## Work instruction
Would you copy out the whole listing exactly as given?

## Supplied material
--------------------------------------------------

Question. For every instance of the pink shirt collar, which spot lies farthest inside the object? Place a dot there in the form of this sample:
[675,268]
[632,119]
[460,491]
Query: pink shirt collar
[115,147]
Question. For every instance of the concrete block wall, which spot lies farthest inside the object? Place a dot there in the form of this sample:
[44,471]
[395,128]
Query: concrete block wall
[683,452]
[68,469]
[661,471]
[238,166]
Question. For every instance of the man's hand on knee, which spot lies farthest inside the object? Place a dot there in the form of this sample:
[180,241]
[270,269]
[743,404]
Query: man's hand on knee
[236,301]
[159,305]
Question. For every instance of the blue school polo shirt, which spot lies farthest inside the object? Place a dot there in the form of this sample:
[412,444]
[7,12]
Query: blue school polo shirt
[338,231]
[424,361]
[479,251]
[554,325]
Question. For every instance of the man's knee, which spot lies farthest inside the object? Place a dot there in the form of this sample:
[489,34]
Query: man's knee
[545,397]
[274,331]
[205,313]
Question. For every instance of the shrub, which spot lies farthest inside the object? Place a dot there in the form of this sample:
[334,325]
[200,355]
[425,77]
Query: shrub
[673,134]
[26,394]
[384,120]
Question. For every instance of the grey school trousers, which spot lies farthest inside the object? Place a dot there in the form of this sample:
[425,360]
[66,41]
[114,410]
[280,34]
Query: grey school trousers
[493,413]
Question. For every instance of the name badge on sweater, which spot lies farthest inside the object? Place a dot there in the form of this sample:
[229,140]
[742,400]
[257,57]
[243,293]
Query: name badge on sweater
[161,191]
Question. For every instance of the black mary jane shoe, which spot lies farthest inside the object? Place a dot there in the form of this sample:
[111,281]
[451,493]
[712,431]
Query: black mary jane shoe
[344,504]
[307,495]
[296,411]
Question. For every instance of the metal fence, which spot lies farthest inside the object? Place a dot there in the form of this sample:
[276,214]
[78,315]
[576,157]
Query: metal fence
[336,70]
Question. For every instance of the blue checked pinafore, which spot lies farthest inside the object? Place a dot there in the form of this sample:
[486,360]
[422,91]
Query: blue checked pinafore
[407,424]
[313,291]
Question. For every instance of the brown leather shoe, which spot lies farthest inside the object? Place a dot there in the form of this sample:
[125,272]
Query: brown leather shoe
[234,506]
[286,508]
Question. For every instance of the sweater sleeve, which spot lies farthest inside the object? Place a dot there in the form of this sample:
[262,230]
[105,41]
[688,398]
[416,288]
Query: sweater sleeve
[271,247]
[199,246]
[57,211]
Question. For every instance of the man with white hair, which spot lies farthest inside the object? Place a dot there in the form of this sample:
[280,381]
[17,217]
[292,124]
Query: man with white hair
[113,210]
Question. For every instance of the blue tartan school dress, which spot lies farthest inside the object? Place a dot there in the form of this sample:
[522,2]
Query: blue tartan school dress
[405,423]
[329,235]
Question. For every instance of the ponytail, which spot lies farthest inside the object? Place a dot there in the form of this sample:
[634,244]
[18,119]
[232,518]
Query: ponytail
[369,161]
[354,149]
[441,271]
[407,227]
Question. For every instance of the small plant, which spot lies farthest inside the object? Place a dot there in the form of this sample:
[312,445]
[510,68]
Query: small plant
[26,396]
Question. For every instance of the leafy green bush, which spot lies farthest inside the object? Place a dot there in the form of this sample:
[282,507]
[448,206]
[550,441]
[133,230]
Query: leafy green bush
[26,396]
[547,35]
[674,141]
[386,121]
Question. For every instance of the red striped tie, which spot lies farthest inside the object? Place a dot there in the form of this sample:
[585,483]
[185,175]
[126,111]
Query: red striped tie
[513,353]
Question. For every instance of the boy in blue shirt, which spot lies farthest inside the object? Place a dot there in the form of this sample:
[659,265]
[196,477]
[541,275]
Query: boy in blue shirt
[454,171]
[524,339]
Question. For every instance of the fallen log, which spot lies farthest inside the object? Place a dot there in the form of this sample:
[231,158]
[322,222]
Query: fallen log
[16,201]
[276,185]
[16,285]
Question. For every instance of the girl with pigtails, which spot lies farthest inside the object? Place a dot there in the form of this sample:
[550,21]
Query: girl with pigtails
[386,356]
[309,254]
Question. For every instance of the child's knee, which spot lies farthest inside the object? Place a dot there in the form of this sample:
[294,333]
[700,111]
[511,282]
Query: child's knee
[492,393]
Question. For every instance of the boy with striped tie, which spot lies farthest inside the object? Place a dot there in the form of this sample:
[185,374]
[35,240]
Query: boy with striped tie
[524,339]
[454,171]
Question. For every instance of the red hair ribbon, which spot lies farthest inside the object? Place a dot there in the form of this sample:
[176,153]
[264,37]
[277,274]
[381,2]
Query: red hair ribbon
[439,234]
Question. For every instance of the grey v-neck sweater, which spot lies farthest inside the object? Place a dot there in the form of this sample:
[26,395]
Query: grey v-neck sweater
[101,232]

--------------------------------------------------

## Result
Question. For every instance of the pink shirt collar, which spot lies farthest inside the object? Place a dot there in the form of this sample:
[675,268]
[632,119]
[460,491]
Query: pink shirt collar
[115,147]
Question. For every instance of the concrete block wall, which spot lies farthest inside the object? Place a dot there in the form of this sample:
[44,471]
[395,128]
Query: concrete block wall
[683,452]
[68,469]
[661,471]
[238,166]
Question. For every instance of the man's hand on knee, which spot lies farthest inside the object? Place a dot there in the form of this sample:
[180,241]
[270,269]
[743,404]
Query: man's hand on knee
[236,301]
[159,305]
Question. For every instance of the blue school polo shirt, which spot lies farthest inside the object? Place a dot there in the form of this sample:
[412,444]
[7,12]
Query: blue school polo shirt
[338,231]
[424,361]
[479,251]
[554,325]
Question. For every instance of the man's knee, which spot lies farthest inside the object? Place a dot there in the form of this sample:
[489,34]
Query: man's knee
[545,397]
[274,331]
[205,313]
Question. For every instance of the shrub, which spot lies farthest inside the object? Place a dot there in the form of this sample:
[334,325]
[200,355]
[425,77]
Query: shrub
[673,134]
[26,394]
[384,120]
Question. For every instance of the grey school trousers, which spot lies farthest inside the object? Place a dot there in the form of this sample:
[425,360]
[66,41]
[114,410]
[280,34]
Query: grey school trousers
[493,413]
Question. For every instance of the name badge on sweater, which spot lies farthest inside the object? Place a dot there in the form of this sample:
[229,140]
[742,400]
[257,57]
[243,293]
Query: name badge on sweater
[161,191]
Question. For every instance of the black mary jane shoe, which spot lies farthest inside the object? Place a dot there in the form of this sample:
[111,281]
[451,493]
[712,431]
Query: black mary jane shoe
[344,504]
[307,495]
[296,411]
Question. For every instance of the metal fence, which spot lies farthest inside the object? Place a dot there in the form of this sample:
[276,214]
[78,315]
[576,157]
Query: metal fence
[336,70]
Question. For every instance of the blue checked pinafore, which spot lies farthest inside the object? Place a dot there in the form of this sample:
[486,360]
[422,91]
Query: blue checked pinafore
[407,424]
[313,291]
Question. For every instance of the brown leather shoe, which spot lies farthest inside the object? Place a dot there in the form of this sample:
[125,272]
Query: brown leather shoe
[234,506]
[286,508]
Question. For every instance of the sweater sleeve, which spot lies farthest inside the object? Place a dot there in the form of this sample:
[262,230]
[105,41]
[688,398]
[416,288]
Query: sweater sleeve
[271,247]
[199,246]
[57,211]
Question. For every instance of the man with white hair, which spot lies farthest inside the object? Place a dot there in the form of this sample:
[280,381]
[17,217]
[292,124]
Query: man with white hair
[113,210]
Question. For every instance of the blue tartan school dress, which spot lies farthest inside the object? Place a dot there in the form of this sample:
[522,2]
Query: blue tartan school dress
[405,423]
[329,235]
Question. For every instance of the ponytail, which spot lies farthest inside the object? Place a dot there in the form of this sample:
[634,244]
[18,119]
[232,518]
Query: ponytail
[369,161]
[354,149]
[441,271]
[407,227]
Question. For every instance of the small plant, which spot lies farthest inside the object? Place a dot there in the form of this sample:
[312,445]
[510,68]
Query: small plant
[26,396]
Question. For every instance of the leafy green bush, which spot lies farthest inside the object? Place a dot there in the form of this sample:
[282,507]
[448,206]
[550,441]
[133,230]
Query: leafy green bush
[26,396]
[547,35]
[674,141]
[386,121]
Question. For every instance of the red striped tie, which spot lies farthest inside the object? Place a dot there in the form of this sample:
[585,483]
[185,175]
[126,111]
Query: red striped tie
[513,353]
Question. For every instance of the boy in blue shirt, which spot lies farthest inside the object? Place a dot there in the form of this sample:
[659,265]
[196,477]
[541,275]
Query: boy in blue shirt
[454,171]
[524,339]
Question. For every instance of the fallen log, which spot lies farthest inside the object? Place a dot there in the form of this sample:
[231,158]
[322,222]
Query: fallen log
[16,201]
[276,185]
[16,285]
Question. For every instance of the girl with pigtails, which spot lies farthest inside the object? Place a dot there in the form of this sample:
[550,21]
Query: girl with pigtails
[386,356]
[309,254]
Question. For every instance of the child's knee, which spot lies farthest inside the object? Place a dot there in the form of this sample:
[294,333]
[700,111]
[511,282]
Query: child's knee
[492,393]
Question. For every instance of the boy with striped tie, which spot lies farthest inside the object? Place a dot there in the form of this sample:
[185,374]
[35,240]
Query: boy with striped tie
[524,339]
[454,171]
Question. For every instance of the red hair ribbon, which spot lies farthest inside the object? Place a dot there in the form of this sample:
[176,153]
[264,37]
[277,274]
[381,2]
Query: red hair ribbon
[439,234]
Question. For every instance of the grey v-neck sweater, which spot lies farthest inside the object? Place a dot there in the form of this sample:
[26,395]
Query: grey v-neck sweater
[101,232]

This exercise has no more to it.